__WHAT YOU ARE ASKED TO DO__
Work out how many lines below contain "jacket". Provide only the figure.

__SUPPLIED RECORDS__

□ □ □ □ □

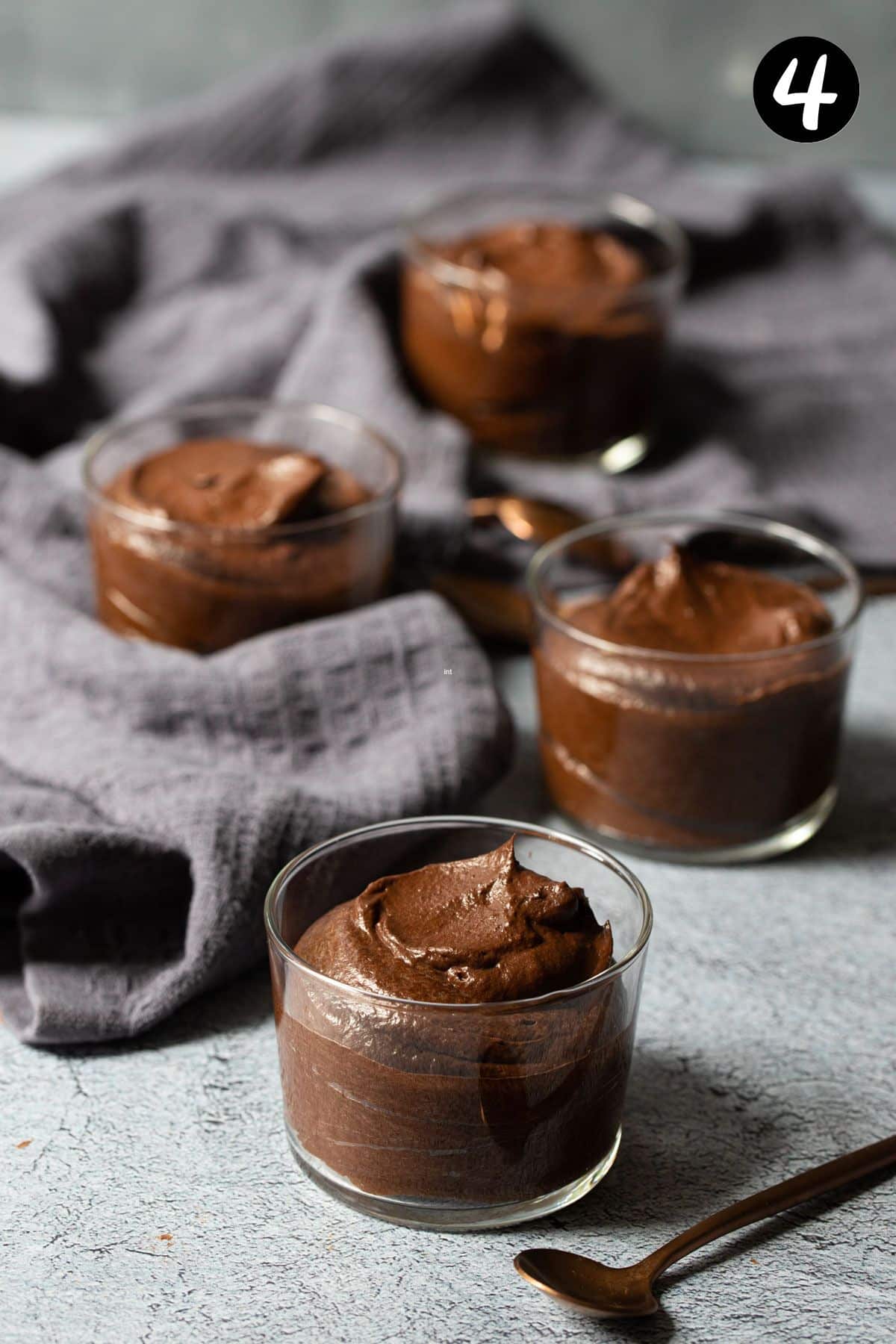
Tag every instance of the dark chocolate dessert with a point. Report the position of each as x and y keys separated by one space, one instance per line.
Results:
x=195 y=547
x=544 y=343
x=714 y=746
x=423 y=1095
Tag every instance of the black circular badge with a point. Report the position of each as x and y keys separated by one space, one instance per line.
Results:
x=805 y=89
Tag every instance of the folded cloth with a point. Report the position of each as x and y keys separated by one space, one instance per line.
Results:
x=249 y=242
x=149 y=796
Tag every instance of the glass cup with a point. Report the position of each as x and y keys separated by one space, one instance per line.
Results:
x=558 y=371
x=205 y=588
x=453 y=1116
x=682 y=756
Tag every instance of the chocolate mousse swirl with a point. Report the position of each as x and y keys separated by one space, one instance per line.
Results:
x=233 y=483
x=685 y=605
x=474 y=930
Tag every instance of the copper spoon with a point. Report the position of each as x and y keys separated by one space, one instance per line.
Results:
x=529 y=520
x=600 y=1290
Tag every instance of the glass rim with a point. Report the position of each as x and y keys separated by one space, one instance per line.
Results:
x=586 y=847
x=716 y=519
x=620 y=205
x=107 y=435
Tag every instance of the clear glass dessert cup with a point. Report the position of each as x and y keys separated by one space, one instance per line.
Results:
x=714 y=759
x=205 y=588
x=453 y=1116
x=579 y=378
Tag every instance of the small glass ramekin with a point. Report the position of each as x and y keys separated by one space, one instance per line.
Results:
x=579 y=379
x=453 y=1116
x=205 y=588
x=680 y=756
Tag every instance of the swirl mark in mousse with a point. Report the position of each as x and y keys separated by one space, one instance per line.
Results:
x=203 y=558
x=511 y=1100
x=474 y=930
x=679 y=732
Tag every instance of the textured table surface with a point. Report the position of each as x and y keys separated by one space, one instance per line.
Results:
x=148 y=1192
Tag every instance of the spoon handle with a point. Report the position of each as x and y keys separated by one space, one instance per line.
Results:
x=774 y=1201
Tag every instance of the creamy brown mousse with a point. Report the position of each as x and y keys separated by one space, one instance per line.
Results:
x=543 y=344
x=687 y=752
x=203 y=558
x=408 y=1097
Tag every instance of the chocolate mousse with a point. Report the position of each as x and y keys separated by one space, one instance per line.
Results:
x=721 y=744
x=203 y=544
x=415 y=1095
x=541 y=336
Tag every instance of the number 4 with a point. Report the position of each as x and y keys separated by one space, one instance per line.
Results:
x=815 y=96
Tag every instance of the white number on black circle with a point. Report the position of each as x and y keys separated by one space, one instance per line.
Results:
x=815 y=96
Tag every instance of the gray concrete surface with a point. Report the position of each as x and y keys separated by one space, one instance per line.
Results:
x=148 y=1194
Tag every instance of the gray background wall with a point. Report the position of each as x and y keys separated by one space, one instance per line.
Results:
x=685 y=63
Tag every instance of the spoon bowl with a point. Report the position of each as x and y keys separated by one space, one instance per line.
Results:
x=586 y=1285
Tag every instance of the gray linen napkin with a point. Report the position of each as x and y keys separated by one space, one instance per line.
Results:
x=247 y=242
x=148 y=797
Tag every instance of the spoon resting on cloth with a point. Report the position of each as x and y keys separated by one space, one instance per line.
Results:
x=597 y=1289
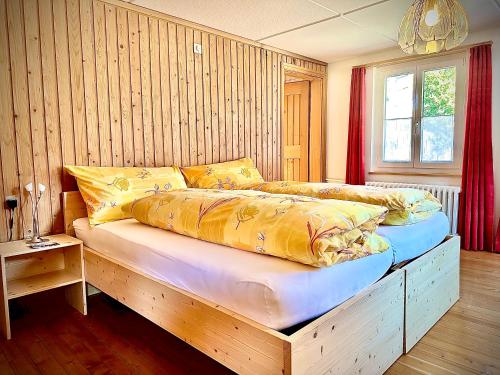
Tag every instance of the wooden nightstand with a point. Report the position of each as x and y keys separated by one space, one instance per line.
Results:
x=24 y=271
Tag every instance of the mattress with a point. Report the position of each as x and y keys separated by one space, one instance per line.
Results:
x=274 y=292
x=410 y=241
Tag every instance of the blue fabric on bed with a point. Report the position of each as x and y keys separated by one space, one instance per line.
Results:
x=410 y=241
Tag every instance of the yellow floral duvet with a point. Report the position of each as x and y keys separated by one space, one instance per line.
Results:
x=301 y=229
x=406 y=206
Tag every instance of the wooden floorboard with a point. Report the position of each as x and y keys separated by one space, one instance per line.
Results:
x=50 y=337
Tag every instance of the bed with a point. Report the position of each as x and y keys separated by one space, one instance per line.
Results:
x=365 y=333
x=275 y=292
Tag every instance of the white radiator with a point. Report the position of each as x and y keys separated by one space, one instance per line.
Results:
x=447 y=195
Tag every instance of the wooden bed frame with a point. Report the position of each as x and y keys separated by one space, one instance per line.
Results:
x=365 y=334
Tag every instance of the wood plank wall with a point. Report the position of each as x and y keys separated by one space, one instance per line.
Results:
x=106 y=83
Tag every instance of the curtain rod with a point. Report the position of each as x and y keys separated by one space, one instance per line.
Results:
x=420 y=57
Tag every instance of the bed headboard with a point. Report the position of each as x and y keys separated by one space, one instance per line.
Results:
x=73 y=208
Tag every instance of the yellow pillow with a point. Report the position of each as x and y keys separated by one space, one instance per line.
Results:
x=106 y=189
x=223 y=176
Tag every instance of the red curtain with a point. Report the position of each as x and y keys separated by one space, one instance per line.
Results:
x=475 y=220
x=355 y=165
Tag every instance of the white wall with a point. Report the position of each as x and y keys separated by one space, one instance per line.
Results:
x=339 y=78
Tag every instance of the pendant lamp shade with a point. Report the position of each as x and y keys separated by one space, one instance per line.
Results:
x=431 y=26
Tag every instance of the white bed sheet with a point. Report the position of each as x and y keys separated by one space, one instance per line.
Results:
x=274 y=292
x=410 y=241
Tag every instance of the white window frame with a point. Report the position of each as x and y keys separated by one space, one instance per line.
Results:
x=417 y=67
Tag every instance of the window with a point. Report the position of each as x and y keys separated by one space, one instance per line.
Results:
x=419 y=116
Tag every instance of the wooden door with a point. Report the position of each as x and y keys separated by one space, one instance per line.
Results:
x=296 y=131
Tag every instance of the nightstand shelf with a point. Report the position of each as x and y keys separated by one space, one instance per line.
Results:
x=25 y=271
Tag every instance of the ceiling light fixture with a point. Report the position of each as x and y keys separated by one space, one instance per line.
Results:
x=431 y=26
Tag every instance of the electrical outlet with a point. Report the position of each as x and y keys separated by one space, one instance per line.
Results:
x=197 y=48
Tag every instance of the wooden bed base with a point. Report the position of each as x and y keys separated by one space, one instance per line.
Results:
x=362 y=335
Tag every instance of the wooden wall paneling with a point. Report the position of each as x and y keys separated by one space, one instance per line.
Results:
x=199 y=99
x=174 y=94
x=37 y=113
x=214 y=97
x=234 y=99
x=64 y=90
x=126 y=111
x=207 y=103
x=253 y=104
x=89 y=79
x=8 y=151
x=100 y=82
x=164 y=80
x=76 y=75
x=258 y=109
x=20 y=104
x=114 y=85
x=227 y=102
x=246 y=100
x=147 y=120
x=191 y=98
x=316 y=136
x=270 y=117
x=279 y=103
x=222 y=151
x=264 y=130
x=289 y=106
x=51 y=111
x=136 y=88
x=105 y=142
x=183 y=94
x=156 y=102
x=4 y=235
x=241 y=102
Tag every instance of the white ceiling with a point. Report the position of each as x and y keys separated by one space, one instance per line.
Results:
x=328 y=30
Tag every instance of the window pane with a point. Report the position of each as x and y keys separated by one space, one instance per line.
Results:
x=399 y=96
x=437 y=139
x=439 y=92
x=397 y=140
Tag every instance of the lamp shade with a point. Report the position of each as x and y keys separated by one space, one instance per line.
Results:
x=431 y=26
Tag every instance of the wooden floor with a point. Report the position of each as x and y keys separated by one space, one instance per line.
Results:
x=52 y=338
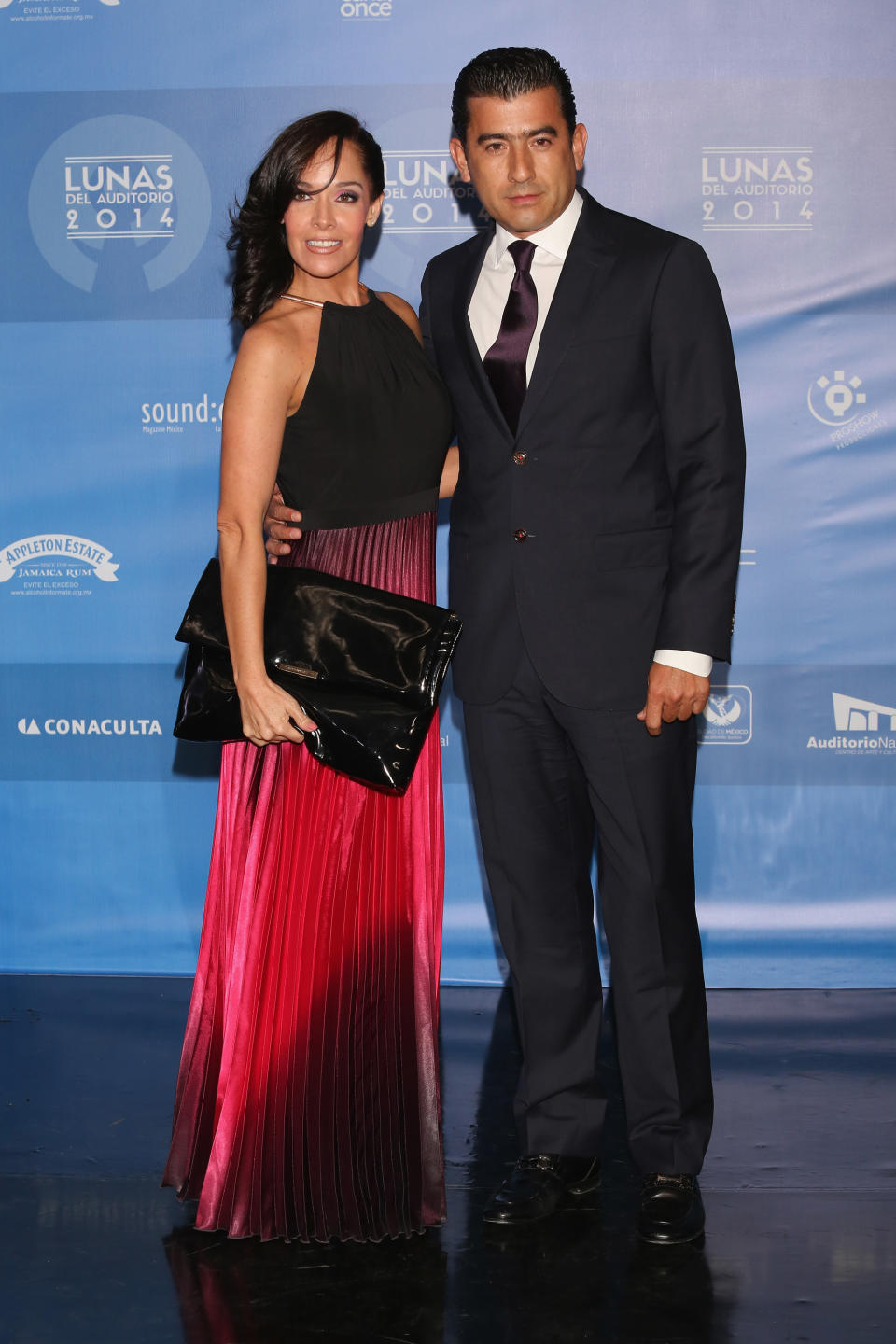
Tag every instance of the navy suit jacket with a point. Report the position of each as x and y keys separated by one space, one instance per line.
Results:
x=623 y=482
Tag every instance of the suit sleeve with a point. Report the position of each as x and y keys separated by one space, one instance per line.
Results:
x=426 y=324
x=699 y=400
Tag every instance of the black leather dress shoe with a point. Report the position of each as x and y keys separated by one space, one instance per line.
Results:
x=539 y=1184
x=670 y=1210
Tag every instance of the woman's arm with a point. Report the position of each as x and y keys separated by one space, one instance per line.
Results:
x=450 y=472
x=254 y=415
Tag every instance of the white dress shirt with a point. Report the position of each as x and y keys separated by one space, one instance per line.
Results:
x=485 y=312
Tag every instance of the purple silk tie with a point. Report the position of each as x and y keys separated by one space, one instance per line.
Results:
x=505 y=360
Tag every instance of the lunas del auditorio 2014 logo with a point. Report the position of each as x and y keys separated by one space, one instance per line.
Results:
x=119 y=195
x=55 y=564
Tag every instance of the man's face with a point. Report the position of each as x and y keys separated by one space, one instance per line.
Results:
x=520 y=159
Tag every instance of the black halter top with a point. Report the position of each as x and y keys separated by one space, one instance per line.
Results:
x=370 y=439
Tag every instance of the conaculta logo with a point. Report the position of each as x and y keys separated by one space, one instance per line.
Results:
x=119 y=192
x=55 y=564
x=91 y=727
x=49 y=11
x=862 y=727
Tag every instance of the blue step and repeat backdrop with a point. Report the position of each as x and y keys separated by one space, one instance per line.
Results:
x=128 y=127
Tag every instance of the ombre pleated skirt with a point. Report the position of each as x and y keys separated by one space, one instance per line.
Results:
x=308 y=1099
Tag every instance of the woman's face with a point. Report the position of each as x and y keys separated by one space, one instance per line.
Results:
x=324 y=228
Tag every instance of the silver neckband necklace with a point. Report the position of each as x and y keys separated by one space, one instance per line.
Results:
x=315 y=302
x=297 y=300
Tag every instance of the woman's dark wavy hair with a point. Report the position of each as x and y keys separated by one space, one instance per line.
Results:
x=508 y=73
x=263 y=266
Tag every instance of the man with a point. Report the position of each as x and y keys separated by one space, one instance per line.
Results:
x=594 y=546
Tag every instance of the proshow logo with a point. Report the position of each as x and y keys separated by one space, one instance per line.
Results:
x=727 y=718
x=838 y=399
x=91 y=727
x=119 y=192
x=355 y=9
x=862 y=727
x=55 y=564
x=758 y=187
x=174 y=417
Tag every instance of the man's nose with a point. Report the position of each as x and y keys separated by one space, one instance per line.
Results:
x=520 y=162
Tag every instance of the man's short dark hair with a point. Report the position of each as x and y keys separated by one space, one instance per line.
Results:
x=508 y=73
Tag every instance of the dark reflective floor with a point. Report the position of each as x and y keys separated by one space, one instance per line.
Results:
x=800 y=1184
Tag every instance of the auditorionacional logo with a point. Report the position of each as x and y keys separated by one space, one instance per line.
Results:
x=55 y=565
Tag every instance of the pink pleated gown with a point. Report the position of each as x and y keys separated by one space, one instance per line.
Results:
x=308 y=1099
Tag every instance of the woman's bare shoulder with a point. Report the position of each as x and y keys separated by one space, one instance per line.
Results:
x=402 y=309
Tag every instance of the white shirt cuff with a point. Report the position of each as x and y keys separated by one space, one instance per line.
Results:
x=697 y=663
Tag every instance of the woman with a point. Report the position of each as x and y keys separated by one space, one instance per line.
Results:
x=308 y=1097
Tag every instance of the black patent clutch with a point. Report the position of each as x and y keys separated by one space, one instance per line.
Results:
x=364 y=665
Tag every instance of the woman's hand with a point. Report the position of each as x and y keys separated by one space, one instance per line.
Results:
x=280 y=527
x=271 y=714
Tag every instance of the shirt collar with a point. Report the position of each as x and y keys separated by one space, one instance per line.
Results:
x=555 y=238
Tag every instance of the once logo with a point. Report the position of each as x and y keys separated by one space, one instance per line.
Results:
x=727 y=718
x=119 y=194
x=835 y=400
x=366 y=8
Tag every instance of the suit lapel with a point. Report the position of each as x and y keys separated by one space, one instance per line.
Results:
x=587 y=265
x=467 y=280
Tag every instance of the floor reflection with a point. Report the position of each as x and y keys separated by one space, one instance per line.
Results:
x=250 y=1292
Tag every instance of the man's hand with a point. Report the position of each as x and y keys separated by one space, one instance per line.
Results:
x=280 y=527
x=672 y=693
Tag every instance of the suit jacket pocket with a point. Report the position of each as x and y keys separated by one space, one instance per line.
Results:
x=632 y=550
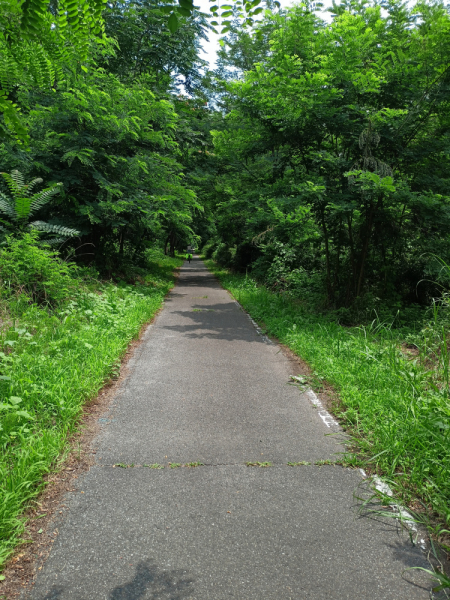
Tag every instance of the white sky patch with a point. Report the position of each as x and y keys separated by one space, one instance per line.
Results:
x=211 y=47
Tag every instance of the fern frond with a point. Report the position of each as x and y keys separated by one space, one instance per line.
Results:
x=53 y=241
x=22 y=205
x=56 y=229
x=6 y=207
x=32 y=183
x=15 y=182
x=41 y=198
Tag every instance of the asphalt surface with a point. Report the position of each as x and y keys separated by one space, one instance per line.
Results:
x=205 y=387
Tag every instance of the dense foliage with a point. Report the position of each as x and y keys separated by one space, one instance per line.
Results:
x=334 y=152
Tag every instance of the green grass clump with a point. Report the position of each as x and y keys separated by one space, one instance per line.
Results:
x=54 y=357
x=394 y=407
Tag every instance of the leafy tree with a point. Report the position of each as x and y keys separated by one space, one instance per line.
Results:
x=335 y=146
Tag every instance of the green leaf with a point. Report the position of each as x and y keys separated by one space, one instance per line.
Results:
x=172 y=23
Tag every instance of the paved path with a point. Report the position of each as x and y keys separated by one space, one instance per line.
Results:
x=204 y=386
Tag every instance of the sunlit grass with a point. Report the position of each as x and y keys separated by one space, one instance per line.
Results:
x=51 y=364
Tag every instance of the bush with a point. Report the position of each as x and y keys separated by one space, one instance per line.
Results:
x=34 y=270
x=209 y=248
x=223 y=255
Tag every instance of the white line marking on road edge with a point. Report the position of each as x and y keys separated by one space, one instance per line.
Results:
x=323 y=414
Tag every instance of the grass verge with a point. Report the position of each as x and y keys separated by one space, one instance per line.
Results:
x=52 y=362
x=391 y=405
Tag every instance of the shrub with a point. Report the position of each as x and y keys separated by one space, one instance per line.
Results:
x=223 y=255
x=209 y=248
x=37 y=271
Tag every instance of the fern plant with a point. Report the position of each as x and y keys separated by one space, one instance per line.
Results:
x=22 y=205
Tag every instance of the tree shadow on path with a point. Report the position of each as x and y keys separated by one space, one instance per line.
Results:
x=151 y=583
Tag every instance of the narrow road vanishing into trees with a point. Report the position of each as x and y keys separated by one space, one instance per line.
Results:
x=205 y=387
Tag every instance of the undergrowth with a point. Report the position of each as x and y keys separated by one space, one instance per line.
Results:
x=63 y=336
x=394 y=406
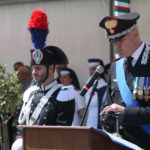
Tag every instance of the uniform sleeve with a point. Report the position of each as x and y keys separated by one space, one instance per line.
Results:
x=65 y=112
x=135 y=116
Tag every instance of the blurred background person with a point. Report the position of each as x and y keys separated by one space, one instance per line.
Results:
x=24 y=77
x=72 y=90
x=17 y=65
x=98 y=99
x=58 y=69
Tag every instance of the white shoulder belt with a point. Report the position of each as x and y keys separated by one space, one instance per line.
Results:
x=24 y=115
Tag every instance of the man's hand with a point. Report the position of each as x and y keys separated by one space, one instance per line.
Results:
x=114 y=108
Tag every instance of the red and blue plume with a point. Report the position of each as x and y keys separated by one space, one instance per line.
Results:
x=38 y=27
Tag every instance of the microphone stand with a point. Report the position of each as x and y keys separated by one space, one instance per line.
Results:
x=94 y=87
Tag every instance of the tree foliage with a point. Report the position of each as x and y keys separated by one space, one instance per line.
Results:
x=10 y=93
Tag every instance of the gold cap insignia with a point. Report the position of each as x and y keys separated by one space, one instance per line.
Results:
x=111 y=24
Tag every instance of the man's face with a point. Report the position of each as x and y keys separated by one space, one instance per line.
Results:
x=39 y=73
x=58 y=68
x=125 y=47
x=66 y=80
x=92 y=70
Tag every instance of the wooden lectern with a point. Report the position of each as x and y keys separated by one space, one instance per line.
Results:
x=66 y=138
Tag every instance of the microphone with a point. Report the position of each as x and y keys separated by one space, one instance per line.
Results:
x=89 y=83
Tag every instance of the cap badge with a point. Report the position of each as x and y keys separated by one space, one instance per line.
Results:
x=37 y=56
x=110 y=24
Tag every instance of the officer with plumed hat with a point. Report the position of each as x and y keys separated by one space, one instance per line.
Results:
x=41 y=105
x=128 y=92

□ □ □ □ □

__OUTPUT FOR THIS EXERCISE__
2